(ACTIVITY) In the listing beneath this line, copy exactly the lines starting with the one containing "Put a marker on every instance of the spare" and going on through the one containing "Put a marker on every instance of the yellow".

(GIVEN RECORDS)
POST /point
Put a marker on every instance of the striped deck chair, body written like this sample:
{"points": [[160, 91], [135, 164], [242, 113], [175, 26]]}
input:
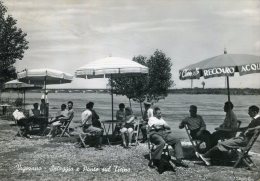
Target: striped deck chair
{"points": [[65, 127], [243, 152]]}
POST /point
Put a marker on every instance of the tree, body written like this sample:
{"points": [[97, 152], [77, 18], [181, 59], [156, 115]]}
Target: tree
{"points": [[159, 76], [12, 45], [132, 86], [203, 84], [153, 86]]}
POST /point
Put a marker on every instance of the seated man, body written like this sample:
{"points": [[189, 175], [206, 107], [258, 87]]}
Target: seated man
{"points": [[34, 117], [86, 118], [237, 142], [197, 127], [57, 121], [65, 115], [230, 123], [35, 112], [22, 121], [127, 127], [147, 114], [160, 133]]}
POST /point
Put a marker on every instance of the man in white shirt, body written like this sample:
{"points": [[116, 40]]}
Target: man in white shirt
{"points": [[86, 119], [160, 134], [148, 112]]}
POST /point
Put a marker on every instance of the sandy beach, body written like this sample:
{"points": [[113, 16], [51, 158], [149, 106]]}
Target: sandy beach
{"points": [[40, 158]]}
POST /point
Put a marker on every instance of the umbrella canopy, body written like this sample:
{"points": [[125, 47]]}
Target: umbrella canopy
{"points": [[44, 76], [222, 65], [17, 85], [110, 66]]}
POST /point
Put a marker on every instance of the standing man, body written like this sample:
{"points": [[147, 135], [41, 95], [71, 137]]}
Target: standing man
{"points": [[148, 112], [241, 141], [230, 123], [87, 124], [160, 134], [197, 127]]}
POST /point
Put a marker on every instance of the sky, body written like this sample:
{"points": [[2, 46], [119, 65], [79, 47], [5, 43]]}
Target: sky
{"points": [[67, 34]]}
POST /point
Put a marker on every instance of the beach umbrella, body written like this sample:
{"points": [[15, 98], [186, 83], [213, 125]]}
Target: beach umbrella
{"points": [[222, 65], [111, 67], [17, 85], [44, 77]]}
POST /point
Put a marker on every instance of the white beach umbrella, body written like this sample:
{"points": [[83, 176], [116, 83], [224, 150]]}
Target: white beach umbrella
{"points": [[17, 85], [110, 67], [222, 65], [44, 77]]}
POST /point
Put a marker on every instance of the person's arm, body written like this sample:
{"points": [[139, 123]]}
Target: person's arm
{"points": [[183, 123], [202, 124]]}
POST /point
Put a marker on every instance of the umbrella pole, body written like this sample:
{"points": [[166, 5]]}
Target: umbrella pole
{"points": [[24, 98], [228, 89], [112, 99]]}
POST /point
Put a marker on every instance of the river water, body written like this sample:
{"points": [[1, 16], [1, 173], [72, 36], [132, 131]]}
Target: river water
{"points": [[174, 108]]}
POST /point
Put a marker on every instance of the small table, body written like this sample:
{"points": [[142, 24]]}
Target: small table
{"points": [[110, 124]]}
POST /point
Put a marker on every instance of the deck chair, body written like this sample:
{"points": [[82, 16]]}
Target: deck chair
{"points": [[136, 131], [233, 134], [82, 136], [194, 142], [242, 152], [65, 127], [151, 147]]}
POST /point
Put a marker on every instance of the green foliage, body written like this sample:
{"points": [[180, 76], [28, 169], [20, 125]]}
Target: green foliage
{"points": [[159, 76], [132, 86], [12, 45], [153, 86]]}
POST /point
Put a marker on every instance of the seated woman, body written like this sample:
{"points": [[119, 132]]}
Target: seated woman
{"points": [[128, 127], [120, 117], [57, 121]]}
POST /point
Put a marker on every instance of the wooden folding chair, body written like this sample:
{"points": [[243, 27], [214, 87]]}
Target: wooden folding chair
{"points": [[242, 152], [136, 131], [194, 142], [65, 127], [151, 147]]}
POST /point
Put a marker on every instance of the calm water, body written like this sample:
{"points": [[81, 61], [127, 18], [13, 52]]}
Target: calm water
{"points": [[174, 108]]}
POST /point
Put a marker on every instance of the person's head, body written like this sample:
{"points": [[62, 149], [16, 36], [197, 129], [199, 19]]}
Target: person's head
{"points": [[128, 111], [121, 106], [90, 105], [157, 112], [43, 101], [35, 105], [193, 111], [253, 111], [70, 105], [228, 106], [147, 105], [63, 107]]}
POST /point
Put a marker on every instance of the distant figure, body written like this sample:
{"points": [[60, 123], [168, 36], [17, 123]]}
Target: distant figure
{"points": [[87, 124], [230, 122], [197, 127], [148, 112], [57, 121], [241, 141], [45, 96], [35, 112], [120, 117], [160, 134], [22, 121], [95, 119], [44, 108], [127, 127]]}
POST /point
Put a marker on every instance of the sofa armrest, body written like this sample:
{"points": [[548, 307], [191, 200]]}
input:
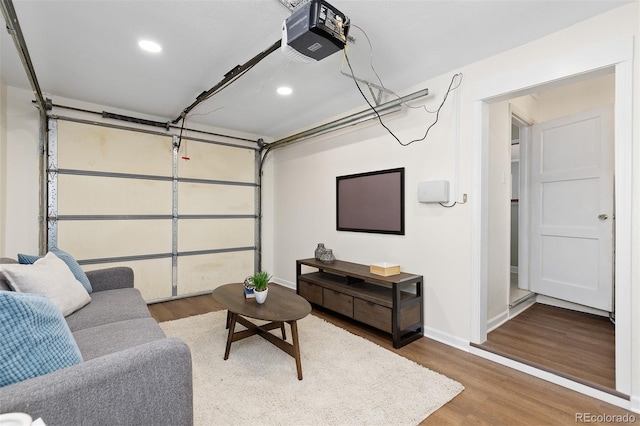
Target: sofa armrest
{"points": [[111, 278], [149, 384]]}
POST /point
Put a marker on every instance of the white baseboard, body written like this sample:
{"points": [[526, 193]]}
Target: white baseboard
{"points": [[447, 339], [546, 300], [497, 321], [286, 283]]}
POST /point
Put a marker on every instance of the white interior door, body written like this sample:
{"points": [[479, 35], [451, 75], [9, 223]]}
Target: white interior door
{"points": [[572, 216]]}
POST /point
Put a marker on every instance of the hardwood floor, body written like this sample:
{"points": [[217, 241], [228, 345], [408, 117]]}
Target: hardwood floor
{"points": [[572, 344], [493, 395]]}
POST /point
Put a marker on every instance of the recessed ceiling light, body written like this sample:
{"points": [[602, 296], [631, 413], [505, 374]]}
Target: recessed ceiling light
{"points": [[150, 46]]}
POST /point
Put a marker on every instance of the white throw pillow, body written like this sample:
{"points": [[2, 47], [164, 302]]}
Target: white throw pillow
{"points": [[53, 278]]}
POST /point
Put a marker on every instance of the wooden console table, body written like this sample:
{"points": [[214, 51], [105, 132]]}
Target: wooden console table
{"points": [[393, 304]]}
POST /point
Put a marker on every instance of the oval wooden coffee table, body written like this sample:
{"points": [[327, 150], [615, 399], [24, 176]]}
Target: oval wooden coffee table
{"points": [[282, 306]]}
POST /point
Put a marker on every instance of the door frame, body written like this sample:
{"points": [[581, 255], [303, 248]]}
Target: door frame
{"points": [[600, 59]]}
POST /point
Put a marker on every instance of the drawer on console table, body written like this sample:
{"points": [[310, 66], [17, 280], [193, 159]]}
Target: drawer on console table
{"points": [[370, 313], [338, 302], [311, 292]]}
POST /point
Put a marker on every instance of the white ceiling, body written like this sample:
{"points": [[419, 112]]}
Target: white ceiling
{"points": [[87, 50]]}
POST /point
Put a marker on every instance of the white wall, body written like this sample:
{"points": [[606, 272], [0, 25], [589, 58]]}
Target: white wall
{"points": [[3, 163], [22, 168], [437, 243]]}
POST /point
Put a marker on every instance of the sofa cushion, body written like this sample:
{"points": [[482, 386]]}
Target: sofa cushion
{"points": [[49, 276], [109, 338], [35, 338], [4, 284], [109, 306], [71, 262]]}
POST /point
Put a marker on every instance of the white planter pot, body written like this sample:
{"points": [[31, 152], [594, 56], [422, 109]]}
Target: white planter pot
{"points": [[261, 296]]}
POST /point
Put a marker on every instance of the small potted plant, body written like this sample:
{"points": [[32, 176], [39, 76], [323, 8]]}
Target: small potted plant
{"points": [[261, 285]]}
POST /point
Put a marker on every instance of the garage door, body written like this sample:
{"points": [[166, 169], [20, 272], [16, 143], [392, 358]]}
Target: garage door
{"points": [[120, 196]]}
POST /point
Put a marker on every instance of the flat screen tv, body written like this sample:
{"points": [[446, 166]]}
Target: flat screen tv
{"points": [[371, 202]]}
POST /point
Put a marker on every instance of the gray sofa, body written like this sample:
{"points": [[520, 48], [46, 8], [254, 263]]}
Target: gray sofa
{"points": [[131, 373]]}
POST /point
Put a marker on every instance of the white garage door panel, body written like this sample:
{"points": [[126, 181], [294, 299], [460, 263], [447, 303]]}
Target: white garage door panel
{"points": [[96, 148], [217, 162], [205, 234], [89, 239], [93, 195], [152, 277], [204, 273], [198, 198]]}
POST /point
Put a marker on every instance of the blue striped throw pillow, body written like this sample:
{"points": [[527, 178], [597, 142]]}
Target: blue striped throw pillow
{"points": [[36, 339]]}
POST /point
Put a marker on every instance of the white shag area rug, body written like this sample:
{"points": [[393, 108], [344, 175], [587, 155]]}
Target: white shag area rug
{"points": [[347, 380]]}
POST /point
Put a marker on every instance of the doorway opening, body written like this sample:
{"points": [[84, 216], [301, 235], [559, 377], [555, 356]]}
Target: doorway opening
{"points": [[548, 178], [597, 61]]}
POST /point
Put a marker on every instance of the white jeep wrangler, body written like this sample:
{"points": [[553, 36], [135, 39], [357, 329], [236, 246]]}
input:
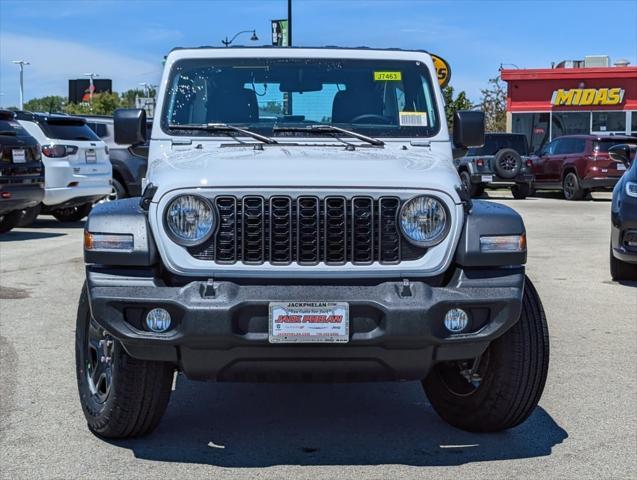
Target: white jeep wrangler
{"points": [[302, 220]]}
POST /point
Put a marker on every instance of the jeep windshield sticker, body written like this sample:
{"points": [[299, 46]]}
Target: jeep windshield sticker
{"points": [[413, 119], [388, 76]]}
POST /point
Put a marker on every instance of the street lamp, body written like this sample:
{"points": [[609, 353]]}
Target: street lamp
{"points": [[21, 63], [253, 38], [90, 76]]}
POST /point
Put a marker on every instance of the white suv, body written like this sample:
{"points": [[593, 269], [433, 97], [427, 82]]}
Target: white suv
{"points": [[303, 221], [77, 167]]}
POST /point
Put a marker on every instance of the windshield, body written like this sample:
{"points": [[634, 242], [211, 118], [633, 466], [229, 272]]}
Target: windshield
{"points": [[67, 130], [11, 127], [379, 98], [494, 143]]}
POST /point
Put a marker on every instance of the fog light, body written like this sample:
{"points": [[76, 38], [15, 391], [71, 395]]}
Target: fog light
{"points": [[158, 320], [456, 320]]}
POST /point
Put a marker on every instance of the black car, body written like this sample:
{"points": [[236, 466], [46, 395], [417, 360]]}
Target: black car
{"points": [[623, 239], [21, 171], [129, 161], [503, 161]]}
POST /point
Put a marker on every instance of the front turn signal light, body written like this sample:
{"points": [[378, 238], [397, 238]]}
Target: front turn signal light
{"points": [[503, 243], [119, 242]]}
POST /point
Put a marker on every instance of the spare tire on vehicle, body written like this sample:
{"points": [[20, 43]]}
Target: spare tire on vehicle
{"points": [[507, 163]]}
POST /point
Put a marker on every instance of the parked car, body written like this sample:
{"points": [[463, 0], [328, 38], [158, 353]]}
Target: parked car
{"points": [[578, 164], [503, 161], [77, 168], [21, 171], [129, 161], [328, 242], [623, 238]]}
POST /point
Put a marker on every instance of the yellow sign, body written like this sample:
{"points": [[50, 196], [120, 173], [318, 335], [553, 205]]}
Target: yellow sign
{"points": [[443, 70], [388, 76], [587, 96]]}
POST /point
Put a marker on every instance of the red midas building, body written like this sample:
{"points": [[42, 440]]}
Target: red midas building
{"points": [[574, 97]]}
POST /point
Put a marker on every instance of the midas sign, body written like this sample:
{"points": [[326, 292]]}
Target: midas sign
{"points": [[588, 96]]}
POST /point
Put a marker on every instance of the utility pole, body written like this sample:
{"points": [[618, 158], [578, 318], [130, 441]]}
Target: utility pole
{"points": [[90, 76], [21, 64], [289, 23]]}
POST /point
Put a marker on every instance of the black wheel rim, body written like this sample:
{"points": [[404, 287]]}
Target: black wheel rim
{"points": [[464, 377], [569, 186], [508, 163], [99, 362]]}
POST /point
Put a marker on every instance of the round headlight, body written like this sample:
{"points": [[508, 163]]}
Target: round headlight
{"points": [[189, 219], [424, 221]]}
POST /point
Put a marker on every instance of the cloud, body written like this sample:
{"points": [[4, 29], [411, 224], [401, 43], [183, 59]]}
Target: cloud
{"points": [[54, 62]]}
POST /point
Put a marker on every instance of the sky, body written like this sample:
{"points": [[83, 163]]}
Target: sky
{"points": [[126, 40]]}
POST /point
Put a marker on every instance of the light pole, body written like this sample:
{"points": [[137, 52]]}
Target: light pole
{"points": [[148, 87], [90, 76], [253, 38], [21, 64]]}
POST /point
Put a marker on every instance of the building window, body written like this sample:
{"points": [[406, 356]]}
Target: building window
{"points": [[609, 122], [534, 125], [571, 123]]}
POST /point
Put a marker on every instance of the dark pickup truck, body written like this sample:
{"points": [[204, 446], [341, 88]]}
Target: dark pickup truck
{"points": [[21, 171]]}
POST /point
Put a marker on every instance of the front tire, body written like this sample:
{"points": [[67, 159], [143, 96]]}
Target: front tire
{"points": [[621, 271], [505, 386], [72, 214], [121, 397]]}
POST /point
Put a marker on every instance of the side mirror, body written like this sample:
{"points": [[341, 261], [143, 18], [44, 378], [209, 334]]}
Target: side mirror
{"points": [[468, 129], [130, 126], [624, 153]]}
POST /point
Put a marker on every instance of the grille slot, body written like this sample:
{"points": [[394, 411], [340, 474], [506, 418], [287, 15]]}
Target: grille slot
{"points": [[307, 230]]}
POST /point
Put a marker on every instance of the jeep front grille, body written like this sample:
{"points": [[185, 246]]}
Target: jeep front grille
{"points": [[307, 230]]}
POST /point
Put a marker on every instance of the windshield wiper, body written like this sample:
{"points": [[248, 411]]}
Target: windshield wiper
{"points": [[334, 131], [223, 128]]}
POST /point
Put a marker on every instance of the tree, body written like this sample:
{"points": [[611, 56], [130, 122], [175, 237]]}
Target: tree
{"points": [[102, 104], [51, 103], [461, 102], [493, 105]]}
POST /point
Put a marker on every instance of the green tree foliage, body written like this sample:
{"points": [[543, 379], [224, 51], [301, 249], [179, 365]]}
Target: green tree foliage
{"points": [[103, 104], [452, 105], [51, 103], [493, 105]]}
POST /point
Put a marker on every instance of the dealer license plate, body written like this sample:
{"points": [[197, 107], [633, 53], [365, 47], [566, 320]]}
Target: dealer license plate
{"points": [[309, 322], [19, 155], [91, 156]]}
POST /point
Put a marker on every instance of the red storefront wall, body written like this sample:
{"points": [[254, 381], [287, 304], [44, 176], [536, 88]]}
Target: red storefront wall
{"points": [[531, 90]]}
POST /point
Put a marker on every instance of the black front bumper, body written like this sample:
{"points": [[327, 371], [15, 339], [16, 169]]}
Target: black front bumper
{"points": [[599, 183], [221, 329], [19, 196], [477, 178]]}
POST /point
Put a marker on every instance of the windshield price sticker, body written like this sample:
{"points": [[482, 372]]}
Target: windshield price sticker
{"points": [[413, 119], [19, 155], [309, 322], [388, 76]]}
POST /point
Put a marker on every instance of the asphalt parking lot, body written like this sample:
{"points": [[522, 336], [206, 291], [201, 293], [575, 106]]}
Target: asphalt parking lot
{"points": [[584, 427]]}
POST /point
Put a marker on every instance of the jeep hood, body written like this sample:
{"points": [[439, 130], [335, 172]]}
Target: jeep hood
{"points": [[396, 166]]}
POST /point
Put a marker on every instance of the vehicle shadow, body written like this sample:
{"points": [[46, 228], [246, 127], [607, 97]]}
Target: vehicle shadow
{"points": [[21, 234], [50, 222], [260, 425]]}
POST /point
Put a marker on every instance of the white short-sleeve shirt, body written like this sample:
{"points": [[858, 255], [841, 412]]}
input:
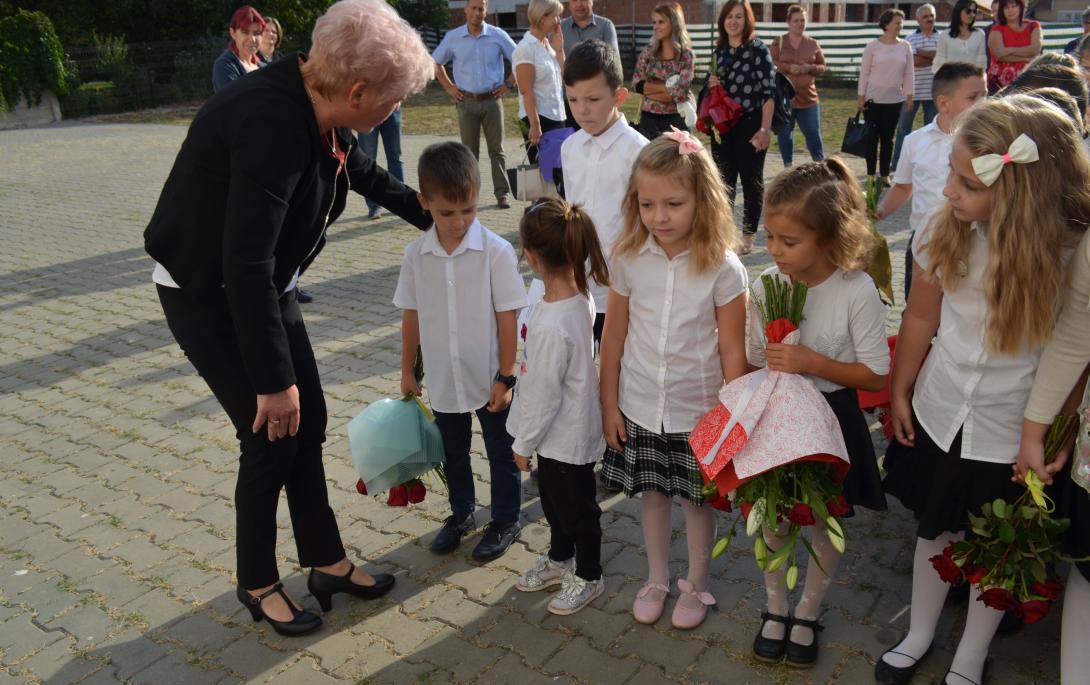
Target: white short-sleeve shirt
{"points": [[670, 373], [595, 175], [925, 164], [548, 85], [964, 386], [844, 319], [457, 297]]}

(ANSWER SPACE)
Put a marker on every instance of the spare tire on vehicle, body written like this sample:
{"points": [[20, 43]]}
Target: spare tire on vehicle
{"points": [[507, 163]]}
POST /point
Put a marker on every instance of the parked car, body written like this sample:
{"points": [[463, 0], [328, 38], [158, 353]]}
Target: parked car
{"points": [[578, 164], [503, 161], [77, 168], [21, 171], [129, 161], [328, 242], [623, 238]]}
POST /point
Put a marker on every instance of the yellow sign, body written like this sample:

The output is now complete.